> [SOURCE TEXT]:
▽

At the lambda call site, the argument is known at compile time, and the lambda should be instantiated with auto equal to std::array<int,3>, where 3 is a compile time value, and so should be output of array.size().

What is wrong in my reasoning?

Answer 1

I was watching the 2014 Metaprogramming with Boost.Hana: Unifying Boost.Fusion and Boost.MPL presentation, where Louise Dionne touches this topic and explains what @super was telling me in the comments, but I was not understanding it.

This is my rewording of that concept: there's no such a thing as a constexpr function parameter, therefore whenever the lambda (actually its underlying operator()) is instantiated for a given type of array, that single instantiation is the one that should work both for constexpr and non-constexpr arguments of that type.

As Louis Dionne says in the linked presentation,

[…] you can't generate a constexpr inside a function if it depends on a parameter […] the return type of a function may only depend on the types of its arguments, not on their values […]

This gives a way around the issue. Use array's type without using array's value:

constexpr auto print_size = [](auto const& array){
    using array_type = decltype(array);
    constexpr auto size = array_type{}.size();
    std::cout << size << '\n';
};

which I think it's not different, in essence, from what @Jarod42 suggested in a comment:

You might use constexpr auto size = std::tuple_size<std::decay_t<decltype(array)>>::value

As an addition, I played around a bit more, because a last thing was bugging me: the size of std::array is not part of the value, but it's part of the type, so why can't I call size member function in contexprs? The reason is that std::array<T,N>::size() is sadly not static. If it was, one could call it as in the commented line below (the struct A is for comparison):

#include <array>
#include <iostream>
#include <type_traits>

template<std::size_t N>
struct A {
    static constexpr std::size_t size() noexcept { return N; }
};
constexpr auto print_size = [](auto const& array){
    constexpr auto size = std::decay_t<decltype(array)>::size();
    std::cout << size << '\n';
};

int main() {
    //print_size(std::array<int,3>{{1,2,3}});
    print_size(A<3>{});
}

△

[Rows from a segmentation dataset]

▽

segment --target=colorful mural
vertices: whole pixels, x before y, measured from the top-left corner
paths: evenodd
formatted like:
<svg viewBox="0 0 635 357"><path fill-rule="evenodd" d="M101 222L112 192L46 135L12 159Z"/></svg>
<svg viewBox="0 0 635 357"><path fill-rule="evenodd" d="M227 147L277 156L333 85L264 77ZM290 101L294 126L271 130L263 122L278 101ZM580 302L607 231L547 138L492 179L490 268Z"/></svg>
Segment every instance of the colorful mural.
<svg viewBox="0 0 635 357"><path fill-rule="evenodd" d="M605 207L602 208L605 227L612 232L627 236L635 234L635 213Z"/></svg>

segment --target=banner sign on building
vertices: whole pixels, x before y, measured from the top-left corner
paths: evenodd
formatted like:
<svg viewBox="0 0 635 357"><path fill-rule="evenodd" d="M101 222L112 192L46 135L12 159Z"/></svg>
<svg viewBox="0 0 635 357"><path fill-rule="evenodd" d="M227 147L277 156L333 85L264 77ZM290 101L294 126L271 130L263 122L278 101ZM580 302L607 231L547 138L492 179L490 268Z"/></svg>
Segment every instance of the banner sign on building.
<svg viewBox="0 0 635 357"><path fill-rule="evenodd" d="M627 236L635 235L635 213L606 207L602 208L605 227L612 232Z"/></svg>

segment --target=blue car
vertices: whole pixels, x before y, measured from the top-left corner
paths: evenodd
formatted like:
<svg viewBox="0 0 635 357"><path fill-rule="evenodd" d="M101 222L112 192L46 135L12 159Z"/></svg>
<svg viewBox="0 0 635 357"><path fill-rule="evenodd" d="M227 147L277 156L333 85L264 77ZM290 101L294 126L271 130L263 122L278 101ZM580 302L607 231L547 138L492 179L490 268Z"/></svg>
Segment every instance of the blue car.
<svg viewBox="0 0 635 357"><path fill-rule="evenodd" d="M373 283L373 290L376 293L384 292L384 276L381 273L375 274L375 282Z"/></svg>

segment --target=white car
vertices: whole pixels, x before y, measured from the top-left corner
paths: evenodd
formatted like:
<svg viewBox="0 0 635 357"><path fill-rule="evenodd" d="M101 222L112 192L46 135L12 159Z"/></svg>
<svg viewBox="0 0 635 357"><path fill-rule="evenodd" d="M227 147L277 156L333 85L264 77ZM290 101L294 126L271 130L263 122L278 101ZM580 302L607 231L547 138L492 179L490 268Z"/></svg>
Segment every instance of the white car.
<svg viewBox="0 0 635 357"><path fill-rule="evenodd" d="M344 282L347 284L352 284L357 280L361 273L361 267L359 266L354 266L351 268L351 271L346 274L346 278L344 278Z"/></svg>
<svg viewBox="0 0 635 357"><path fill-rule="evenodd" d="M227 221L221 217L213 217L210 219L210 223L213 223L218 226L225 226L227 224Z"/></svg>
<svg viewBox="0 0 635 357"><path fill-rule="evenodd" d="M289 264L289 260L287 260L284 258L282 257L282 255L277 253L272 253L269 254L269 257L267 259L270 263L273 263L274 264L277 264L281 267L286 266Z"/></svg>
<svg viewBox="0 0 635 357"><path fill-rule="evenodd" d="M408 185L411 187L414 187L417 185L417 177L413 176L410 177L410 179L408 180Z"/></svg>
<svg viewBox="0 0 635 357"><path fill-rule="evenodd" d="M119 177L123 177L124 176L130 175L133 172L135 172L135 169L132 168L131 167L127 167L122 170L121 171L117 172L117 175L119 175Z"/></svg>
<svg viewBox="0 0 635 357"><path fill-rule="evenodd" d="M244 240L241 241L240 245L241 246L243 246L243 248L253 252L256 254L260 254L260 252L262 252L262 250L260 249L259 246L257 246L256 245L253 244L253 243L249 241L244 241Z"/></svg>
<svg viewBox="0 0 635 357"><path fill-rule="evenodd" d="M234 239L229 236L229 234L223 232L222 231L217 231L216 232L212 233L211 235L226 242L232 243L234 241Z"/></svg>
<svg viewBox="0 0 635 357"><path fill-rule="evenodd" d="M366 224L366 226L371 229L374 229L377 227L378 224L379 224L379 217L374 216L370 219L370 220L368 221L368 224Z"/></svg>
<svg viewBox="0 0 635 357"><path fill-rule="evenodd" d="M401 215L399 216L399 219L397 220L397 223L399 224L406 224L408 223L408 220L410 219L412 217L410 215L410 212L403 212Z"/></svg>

△

> [PROBLEM TO SOLVE]:
Decide whether each of the following statements agrees with the forum answer above. Answer yes or no for each, and quote the words from the forum answer that decide it.
1. The forum answer states that std::array<T,N>::size() is a static member function.
2. The forum answer quotes a claim that a function's return type may depend only on the types of its arguments.
3. The suggestion credited to @Jarod42 uses std::tuple_size.

> [EXERCISE OUTPUT]:
1. No: "The reason is that std::array<T,N>::size() is sadly not static."
2. Yes: "the return type of a function may only depend on the types of its arguments, not on their values"
3. Yes: "You might use constexpr auto size = std::tuple_size<std::decay_t<decltype(array)>>::value"